◆ Problem: Set down every record below exactly as it stands, with the pictures omitted.

◆ Data section:
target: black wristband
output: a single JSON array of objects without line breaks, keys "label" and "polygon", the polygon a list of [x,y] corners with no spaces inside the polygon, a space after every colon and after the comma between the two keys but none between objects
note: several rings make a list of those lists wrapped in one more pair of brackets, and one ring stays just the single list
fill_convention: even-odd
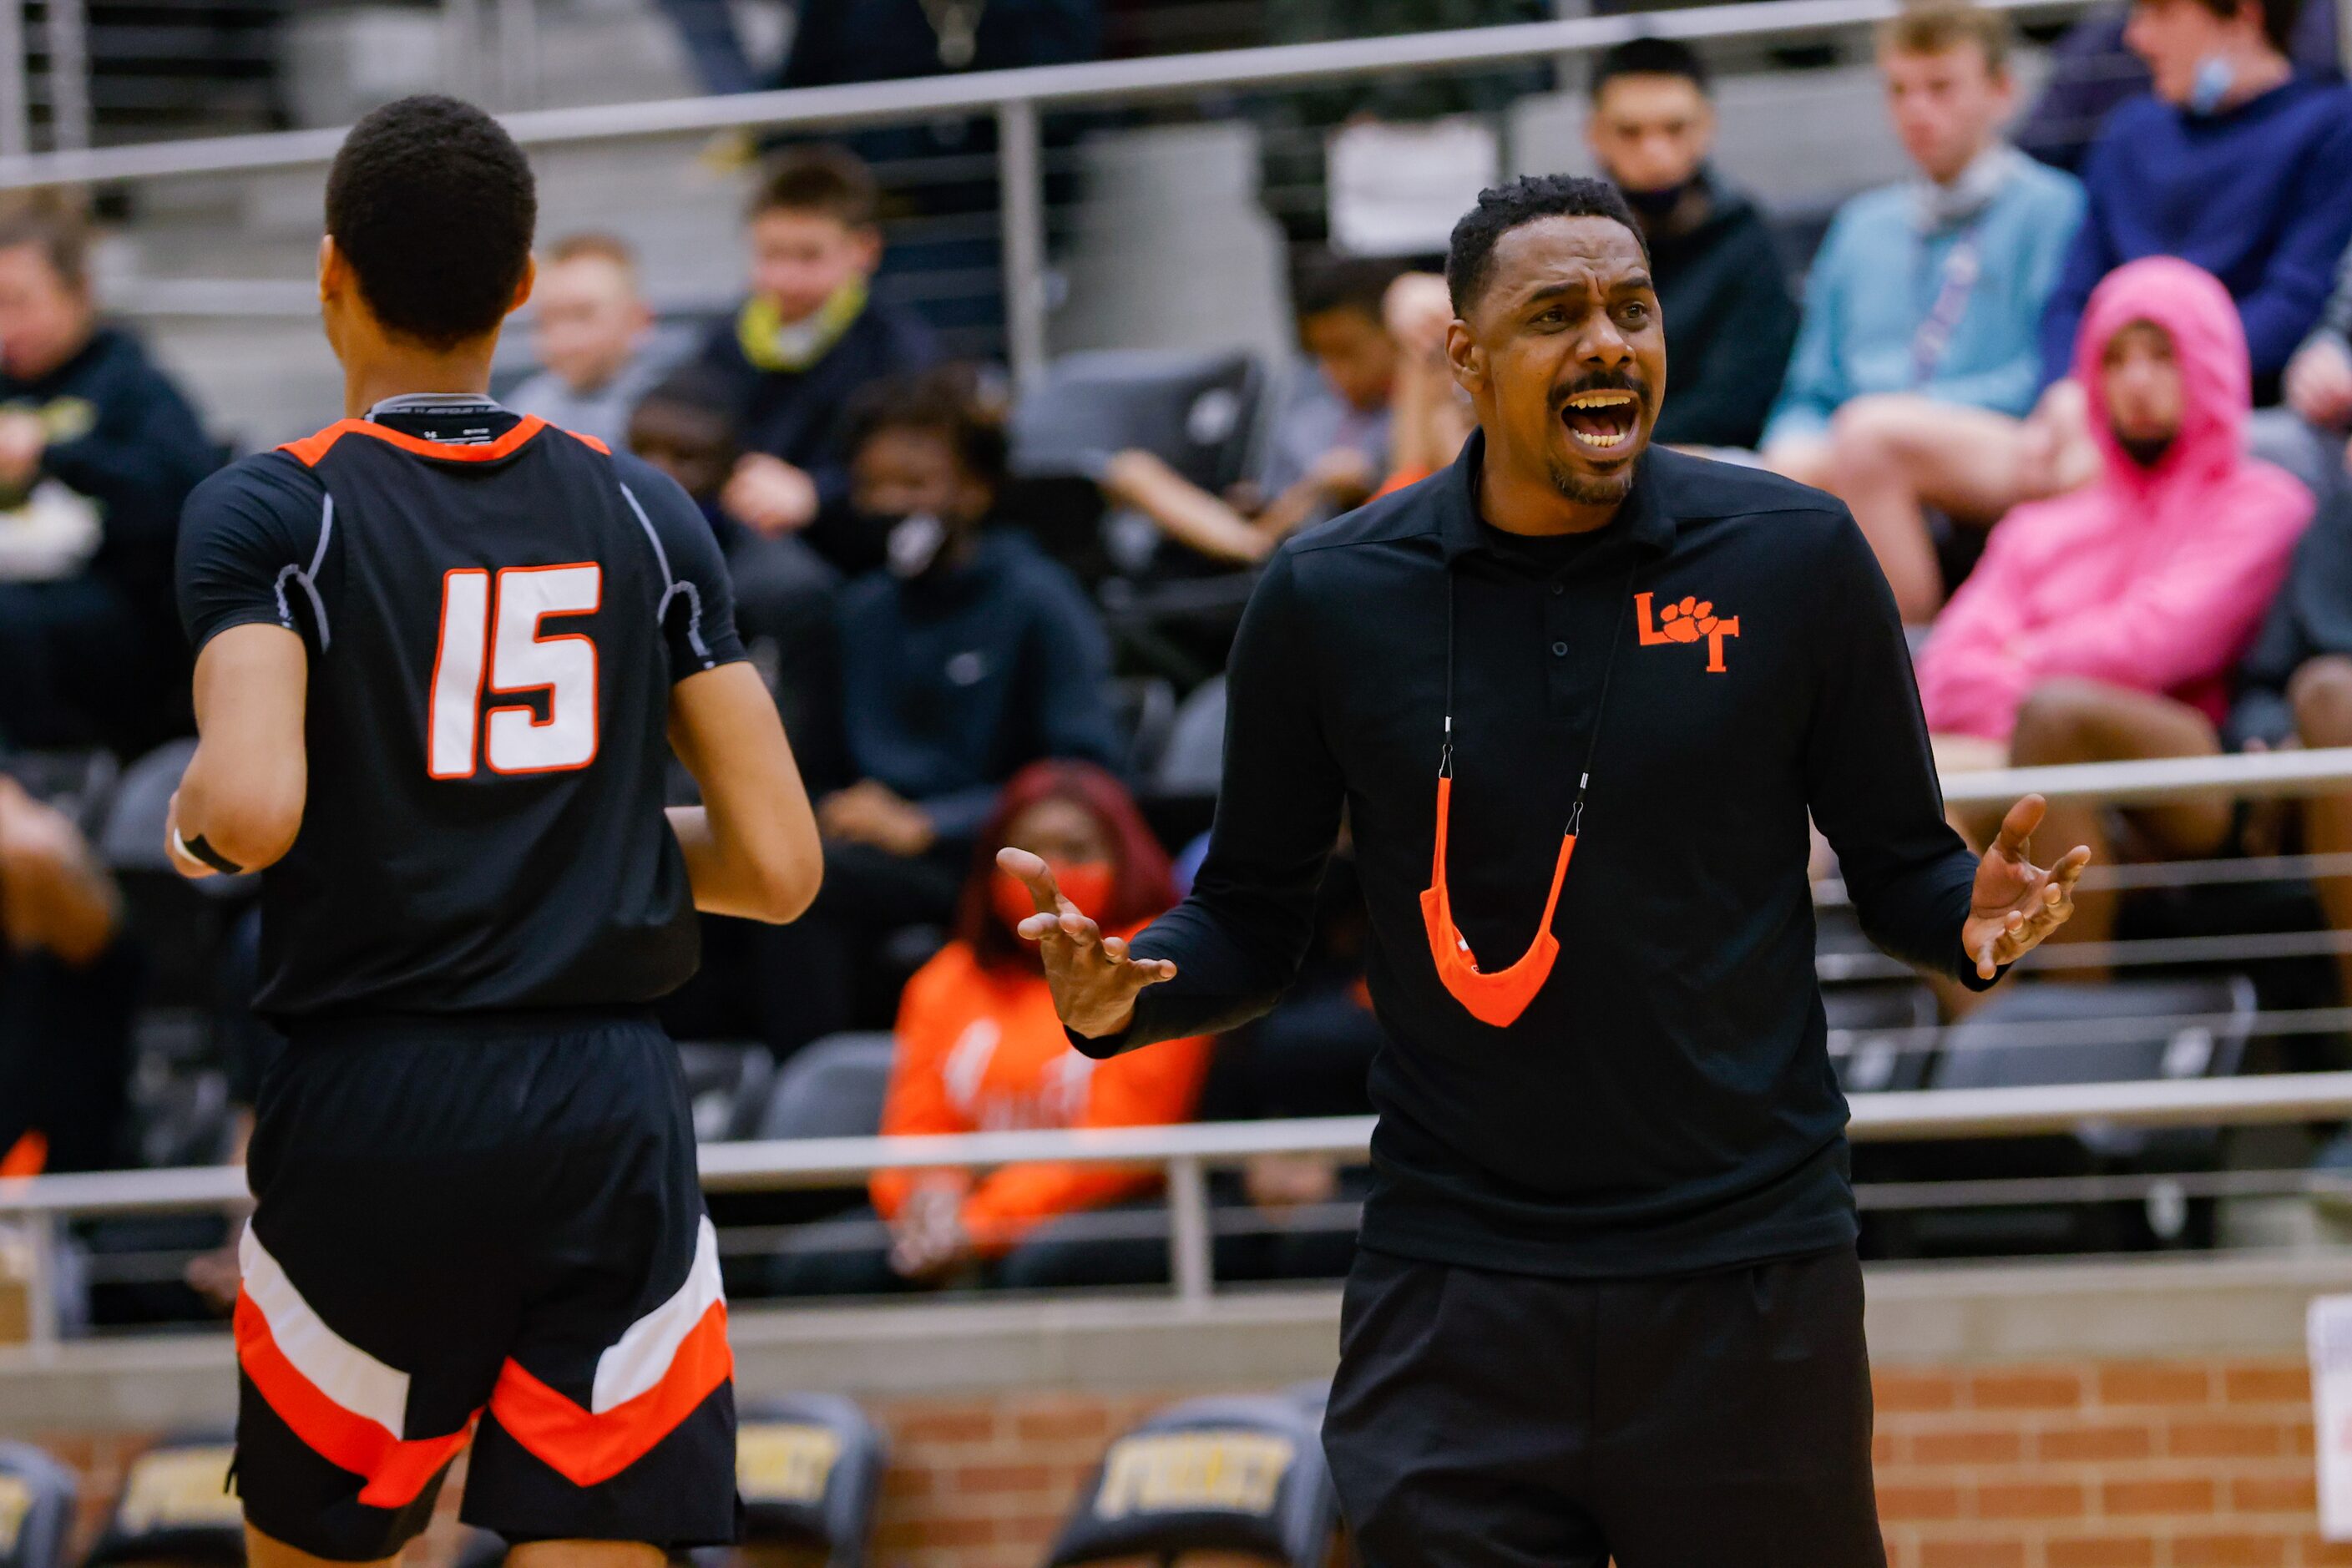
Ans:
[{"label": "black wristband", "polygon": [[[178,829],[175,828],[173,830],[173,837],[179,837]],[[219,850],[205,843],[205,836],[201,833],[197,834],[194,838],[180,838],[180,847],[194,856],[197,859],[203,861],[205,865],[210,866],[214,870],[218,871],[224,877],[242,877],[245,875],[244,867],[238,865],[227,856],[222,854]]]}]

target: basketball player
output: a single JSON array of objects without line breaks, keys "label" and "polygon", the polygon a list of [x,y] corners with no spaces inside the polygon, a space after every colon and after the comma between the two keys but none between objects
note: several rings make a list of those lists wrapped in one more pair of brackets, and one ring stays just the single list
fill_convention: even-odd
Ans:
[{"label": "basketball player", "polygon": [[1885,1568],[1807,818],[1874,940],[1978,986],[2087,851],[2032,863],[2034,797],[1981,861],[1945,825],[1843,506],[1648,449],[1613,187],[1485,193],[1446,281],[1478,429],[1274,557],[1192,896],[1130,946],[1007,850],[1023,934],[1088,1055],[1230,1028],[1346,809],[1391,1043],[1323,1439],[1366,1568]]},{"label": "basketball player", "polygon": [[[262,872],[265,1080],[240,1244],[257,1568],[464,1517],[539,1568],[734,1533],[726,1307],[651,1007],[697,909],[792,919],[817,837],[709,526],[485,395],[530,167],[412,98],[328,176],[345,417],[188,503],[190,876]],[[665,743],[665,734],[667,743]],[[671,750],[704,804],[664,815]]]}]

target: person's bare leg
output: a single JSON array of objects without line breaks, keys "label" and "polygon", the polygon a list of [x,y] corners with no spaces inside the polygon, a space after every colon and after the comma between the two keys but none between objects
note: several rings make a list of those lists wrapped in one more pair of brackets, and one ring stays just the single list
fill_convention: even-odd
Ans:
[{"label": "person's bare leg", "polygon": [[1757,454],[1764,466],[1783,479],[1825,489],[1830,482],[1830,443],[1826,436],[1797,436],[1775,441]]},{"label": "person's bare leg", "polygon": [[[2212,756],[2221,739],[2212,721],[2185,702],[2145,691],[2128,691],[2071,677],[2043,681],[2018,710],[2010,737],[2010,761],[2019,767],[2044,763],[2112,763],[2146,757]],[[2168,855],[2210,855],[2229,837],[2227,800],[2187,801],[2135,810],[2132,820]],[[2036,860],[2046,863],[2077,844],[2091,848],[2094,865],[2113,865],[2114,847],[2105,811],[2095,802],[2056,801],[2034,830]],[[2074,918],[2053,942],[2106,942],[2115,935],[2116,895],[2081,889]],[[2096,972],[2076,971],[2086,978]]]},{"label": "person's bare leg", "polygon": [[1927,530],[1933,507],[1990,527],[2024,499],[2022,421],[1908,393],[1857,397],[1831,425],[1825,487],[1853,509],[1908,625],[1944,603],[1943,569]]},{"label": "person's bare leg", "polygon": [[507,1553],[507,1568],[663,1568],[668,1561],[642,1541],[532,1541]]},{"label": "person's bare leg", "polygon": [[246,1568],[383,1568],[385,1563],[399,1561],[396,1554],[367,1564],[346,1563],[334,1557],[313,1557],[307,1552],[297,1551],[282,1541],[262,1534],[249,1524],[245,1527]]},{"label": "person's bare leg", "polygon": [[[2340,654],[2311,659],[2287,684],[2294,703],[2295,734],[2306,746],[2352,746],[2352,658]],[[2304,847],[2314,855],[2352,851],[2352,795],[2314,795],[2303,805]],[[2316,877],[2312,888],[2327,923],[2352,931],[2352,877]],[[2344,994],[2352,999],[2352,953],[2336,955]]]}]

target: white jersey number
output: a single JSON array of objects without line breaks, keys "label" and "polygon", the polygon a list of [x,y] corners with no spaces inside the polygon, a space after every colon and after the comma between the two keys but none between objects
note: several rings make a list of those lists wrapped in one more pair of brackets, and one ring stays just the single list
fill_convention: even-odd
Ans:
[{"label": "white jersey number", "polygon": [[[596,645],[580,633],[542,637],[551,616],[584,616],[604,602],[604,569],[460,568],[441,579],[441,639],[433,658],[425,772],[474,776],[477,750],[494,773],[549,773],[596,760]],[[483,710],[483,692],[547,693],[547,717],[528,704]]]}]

◆ Written solution:
target: black wristband
output: a single JSON array of objects without line breaks, keys "label" and "polygon", the polygon a list of [x,y] corners with no spaces inside the polygon, a space after every colon and after the comma between the two keys but none between objects
note: several rings make a list of those lists wrapped in one more pair of brackets, and one ring stays just the single list
fill_convention: even-odd
Ans:
[{"label": "black wristband", "polygon": [[[178,829],[175,828],[173,830],[173,837],[179,837]],[[219,850],[205,843],[205,836],[201,833],[197,834],[194,838],[180,838],[180,847],[194,856],[197,859],[203,861],[205,865],[210,866],[214,870],[218,871],[224,877],[242,877],[245,875],[244,867],[238,865],[227,856],[222,854]]]}]

target: basketball player
output: a single JSON array of objects without line breaks, keys "label" and "polygon", the polygon a list of [x,y] corners with no spaces inside the polygon, a space after every colon and after the comma between the two keys but none between objects
note: several rings make a list of those lists wrapped in one more pair of brackets, and one ring stays just the single list
fill_convention: even-odd
Ans:
[{"label": "basketball player", "polygon": [[1885,1568],[1807,818],[1874,940],[1978,986],[2087,851],[2032,863],[2034,797],[1981,861],[1945,825],[1843,506],[1648,449],[1613,187],[1485,193],[1446,281],[1478,429],[1274,557],[1192,896],[1130,946],[1007,850],[1023,934],[1088,1055],[1230,1028],[1346,809],[1391,1043],[1323,1439],[1366,1568]]},{"label": "basketball player", "polygon": [[[262,872],[265,1080],[240,1244],[257,1568],[464,1517],[539,1568],[734,1533],[726,1307],[651,1007],[697,909],[792,919],[817,837],[709,526],[485,395],[530,167],[412,98],[328,176],[345,417],[188,503],[190,876]],[[665,743],[665,734],[667,743]],[[671,750],[704,804],[664,815]]]}]

target: person's bare leg
output: a single JSON array of objects without line breaks, keys "label" and "polygon", the polygon a list of [x,y] corners with no spaces inside the polygon, a space after every colon and after the comma between the two keys but none between objects
note: several rings make a list of those lists wrapped in one more pair of brackets, and one ring stays just the single list
fill_convention: even-odd
Ans:
[{"label": "person's bare leg", "polygon": [[1757,454],[1764,466],[1783,479],[1825,489],[1830,482],[1830,443],[1826,436],[1797,436],[1775,441]]},{"label": "person's bare leg", "polygon": [[[2212,756],[2221,739],[2212,721],[2185,702],[2145,691],[2128,691],[2071,677],[2043,681],[2018,710],[2010,737],[2010,761],[2019,767],[2044,763],[2112,763],[2146,757]],[[2168,855],[2210,855],[2229,837],[2227,800],[2187,801],[2135,810],[2132,820]],[[2036,860],[2046,863],[2077,844],[2091,848],[2094,865],[2113,865],[2114,847],[2105,811],[2095,802],[2056,801],[2034,830]],[[2074,918],[2053,942],[2106,942],[2115,935],[2116,895],[2081,889]],[[2096,972],[2076,971],[2086,978]]]},{"label": "person's bare leg", "polygon": [[1927,530],[1933,507],[1990,527],[2024,499],[2022,421],[1908,393],[1857,397],[1831,425],[1825,487],[1853,509],[1908,625],[1944,603],[1943,569]]},{"label": "person's bare leg", "polygon": [[507,1553],[507,1568],[663,1568],[668,1561],[642,1541],[532,1541]]},{"label": "person's bare leg", "polygon": [[246,1568],[383,1568],[385,1563],[399,1561],[396,1554],[367,1564],[346,1563],[334,1557],[313,1557],[307,1552],[297,1551],[282,1541],[262,1534],[249,1524],[245,1527]]},{"label": "person's bare leg", "polygon": [[[2340,654],[2311,659],[2287,684],[2294,703],[2295,734],[2306,746],[2352,746],[2352,658]],[[2304,847],[2314,855],[2352,851],[2352,795],[2314,795],[2303,805]],[[2316,877],[2312,888],[2327,923],[2352,931],[2352,877]],[[2344,994],[2352,999],[2352,953],[2336,955]]]}]

target: white jersey number
output: a single JSON array of objects without line breaks, keys "label" and "polygon", the polygon a list of [x,y] corners with no spaces inside the polygon, a space after every colon and after the comma between the two keys but none between objects
note: several rings make a list of those lists wrapped in one more pair of brackets, and one ring stays just the single list
fill_convention: even-odd
Ans:
[{"label": "white jersey number", "polygon": [[[596,645],[580,633],[542,637],[551,616],[584,616],[604,602],[604,569],[460,568],[441,579],[441,639],[433,658],[425,772],[474,776],[477,750],[494,773],[549,773],[596,760]],[[483,710],[483,692],[547,693],[547,717],[528,704]]]}]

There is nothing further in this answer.